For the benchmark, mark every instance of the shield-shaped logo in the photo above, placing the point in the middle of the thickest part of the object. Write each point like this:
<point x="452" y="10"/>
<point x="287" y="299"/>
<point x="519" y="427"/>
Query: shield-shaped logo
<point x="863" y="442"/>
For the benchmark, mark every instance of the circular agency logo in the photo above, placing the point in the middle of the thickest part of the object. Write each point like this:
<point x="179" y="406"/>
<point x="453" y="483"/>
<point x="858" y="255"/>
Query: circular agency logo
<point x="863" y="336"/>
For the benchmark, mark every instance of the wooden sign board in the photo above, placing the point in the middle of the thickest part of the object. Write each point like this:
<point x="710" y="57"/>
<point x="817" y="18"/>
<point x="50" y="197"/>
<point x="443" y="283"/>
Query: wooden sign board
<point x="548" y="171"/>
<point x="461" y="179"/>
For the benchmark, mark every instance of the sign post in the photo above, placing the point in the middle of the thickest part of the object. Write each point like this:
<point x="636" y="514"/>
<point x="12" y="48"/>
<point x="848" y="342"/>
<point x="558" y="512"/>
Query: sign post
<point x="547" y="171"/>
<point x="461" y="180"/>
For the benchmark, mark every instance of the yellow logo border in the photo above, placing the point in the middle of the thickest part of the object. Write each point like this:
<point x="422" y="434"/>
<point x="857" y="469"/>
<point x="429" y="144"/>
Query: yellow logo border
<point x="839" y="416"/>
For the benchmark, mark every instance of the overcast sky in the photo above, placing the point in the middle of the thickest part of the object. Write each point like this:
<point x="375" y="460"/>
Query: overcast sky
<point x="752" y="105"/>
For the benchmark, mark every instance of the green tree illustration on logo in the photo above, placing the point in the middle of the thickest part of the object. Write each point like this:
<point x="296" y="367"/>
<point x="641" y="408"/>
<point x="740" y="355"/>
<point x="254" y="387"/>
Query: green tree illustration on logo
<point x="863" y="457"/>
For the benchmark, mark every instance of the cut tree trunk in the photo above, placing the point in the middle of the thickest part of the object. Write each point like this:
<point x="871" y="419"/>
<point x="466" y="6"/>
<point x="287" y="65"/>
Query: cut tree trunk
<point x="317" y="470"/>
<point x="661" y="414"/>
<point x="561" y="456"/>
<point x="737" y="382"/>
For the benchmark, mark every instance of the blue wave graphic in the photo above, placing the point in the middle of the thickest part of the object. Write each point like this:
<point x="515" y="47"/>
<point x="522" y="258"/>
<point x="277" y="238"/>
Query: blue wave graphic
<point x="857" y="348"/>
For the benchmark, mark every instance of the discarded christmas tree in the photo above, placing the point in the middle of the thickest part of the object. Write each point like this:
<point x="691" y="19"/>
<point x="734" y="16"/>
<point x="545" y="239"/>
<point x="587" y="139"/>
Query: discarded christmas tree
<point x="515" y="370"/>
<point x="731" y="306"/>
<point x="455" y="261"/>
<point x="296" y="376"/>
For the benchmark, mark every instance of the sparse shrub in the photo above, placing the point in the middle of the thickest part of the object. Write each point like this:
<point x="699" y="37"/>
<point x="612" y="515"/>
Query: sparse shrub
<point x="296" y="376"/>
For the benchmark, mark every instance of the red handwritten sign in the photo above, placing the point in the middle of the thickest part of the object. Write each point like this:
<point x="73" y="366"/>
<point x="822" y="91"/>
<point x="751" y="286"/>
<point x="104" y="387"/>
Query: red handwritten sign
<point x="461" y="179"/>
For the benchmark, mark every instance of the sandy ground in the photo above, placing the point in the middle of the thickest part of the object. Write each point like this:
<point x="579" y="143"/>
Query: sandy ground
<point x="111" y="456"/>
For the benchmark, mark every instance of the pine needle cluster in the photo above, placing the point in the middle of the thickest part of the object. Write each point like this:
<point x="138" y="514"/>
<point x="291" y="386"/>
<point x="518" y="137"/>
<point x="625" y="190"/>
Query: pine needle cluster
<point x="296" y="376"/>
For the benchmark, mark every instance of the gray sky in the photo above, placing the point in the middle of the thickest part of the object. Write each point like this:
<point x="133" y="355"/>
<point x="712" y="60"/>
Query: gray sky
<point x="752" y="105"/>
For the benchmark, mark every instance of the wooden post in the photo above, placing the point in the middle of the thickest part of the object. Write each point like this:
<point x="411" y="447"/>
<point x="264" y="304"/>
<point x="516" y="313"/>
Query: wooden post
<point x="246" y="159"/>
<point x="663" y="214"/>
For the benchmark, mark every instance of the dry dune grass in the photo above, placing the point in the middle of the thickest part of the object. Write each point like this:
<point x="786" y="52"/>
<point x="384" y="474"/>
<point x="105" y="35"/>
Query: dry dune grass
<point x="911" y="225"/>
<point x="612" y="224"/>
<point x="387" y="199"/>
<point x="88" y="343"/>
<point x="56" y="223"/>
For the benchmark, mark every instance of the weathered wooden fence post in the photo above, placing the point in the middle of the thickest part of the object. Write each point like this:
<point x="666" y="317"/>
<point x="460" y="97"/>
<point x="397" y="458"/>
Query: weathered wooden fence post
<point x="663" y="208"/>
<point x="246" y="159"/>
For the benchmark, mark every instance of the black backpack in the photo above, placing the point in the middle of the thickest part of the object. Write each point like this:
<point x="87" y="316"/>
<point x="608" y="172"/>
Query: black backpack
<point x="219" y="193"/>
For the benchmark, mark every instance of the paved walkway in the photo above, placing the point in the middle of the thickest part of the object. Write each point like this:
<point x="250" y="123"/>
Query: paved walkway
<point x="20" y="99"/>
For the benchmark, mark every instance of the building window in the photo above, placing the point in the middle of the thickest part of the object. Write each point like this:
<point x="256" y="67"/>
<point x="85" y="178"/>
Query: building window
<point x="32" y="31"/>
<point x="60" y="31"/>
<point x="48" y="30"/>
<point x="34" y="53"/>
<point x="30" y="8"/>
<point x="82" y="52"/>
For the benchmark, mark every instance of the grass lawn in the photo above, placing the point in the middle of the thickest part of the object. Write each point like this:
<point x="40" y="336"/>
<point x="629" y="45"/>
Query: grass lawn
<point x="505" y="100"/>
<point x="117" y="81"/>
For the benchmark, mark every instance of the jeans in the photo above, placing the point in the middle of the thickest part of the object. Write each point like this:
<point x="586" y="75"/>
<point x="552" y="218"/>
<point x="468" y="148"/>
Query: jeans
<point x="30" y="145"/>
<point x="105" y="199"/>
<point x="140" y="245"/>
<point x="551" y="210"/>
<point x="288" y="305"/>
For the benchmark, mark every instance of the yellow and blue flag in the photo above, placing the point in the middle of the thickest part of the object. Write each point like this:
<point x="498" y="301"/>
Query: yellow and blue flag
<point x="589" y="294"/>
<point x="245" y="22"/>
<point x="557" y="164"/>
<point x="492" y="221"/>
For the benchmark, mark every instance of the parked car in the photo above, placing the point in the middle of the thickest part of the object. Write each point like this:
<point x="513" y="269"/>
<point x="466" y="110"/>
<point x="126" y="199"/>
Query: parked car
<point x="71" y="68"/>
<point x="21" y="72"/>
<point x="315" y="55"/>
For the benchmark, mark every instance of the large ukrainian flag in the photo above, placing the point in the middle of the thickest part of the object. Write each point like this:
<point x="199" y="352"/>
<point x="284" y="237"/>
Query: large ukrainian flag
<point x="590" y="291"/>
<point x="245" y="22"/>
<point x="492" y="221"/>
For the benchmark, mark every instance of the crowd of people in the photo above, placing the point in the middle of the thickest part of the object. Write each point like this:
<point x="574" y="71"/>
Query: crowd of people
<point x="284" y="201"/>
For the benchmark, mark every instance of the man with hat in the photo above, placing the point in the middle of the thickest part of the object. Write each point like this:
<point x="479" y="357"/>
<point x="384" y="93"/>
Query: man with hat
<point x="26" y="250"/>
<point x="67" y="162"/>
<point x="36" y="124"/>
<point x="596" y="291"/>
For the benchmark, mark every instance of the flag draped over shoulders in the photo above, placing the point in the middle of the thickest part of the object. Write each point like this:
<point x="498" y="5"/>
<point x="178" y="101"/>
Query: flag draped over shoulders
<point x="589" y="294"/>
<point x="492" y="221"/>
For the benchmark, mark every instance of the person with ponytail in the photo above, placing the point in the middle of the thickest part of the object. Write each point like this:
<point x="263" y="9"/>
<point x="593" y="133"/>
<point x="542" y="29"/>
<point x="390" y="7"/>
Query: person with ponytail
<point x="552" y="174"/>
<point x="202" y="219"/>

__________________________________________________

» **TASK INSTRUCTIONS**: Copy everything from the line containing "For the benchmark, mark every instance of the person" down to the last of the lines, changing "person with ponytail" to "person with braid" and leaving the rest untouched.

» **ANSWER TO THIS PROBLEM**:
For the benchmark, mark every instance of the person with braid in the photo above, placing the point in the middle of the thickest part of the object. Write each point like this:
<point x="263" y="9"/>
<point x="593" y="133"/>
<point x="542" y="29"/>
<point x="390" y="7"/>
Query: person with braid
<point x="552" y="174"/>
<point x="202" y="219"/>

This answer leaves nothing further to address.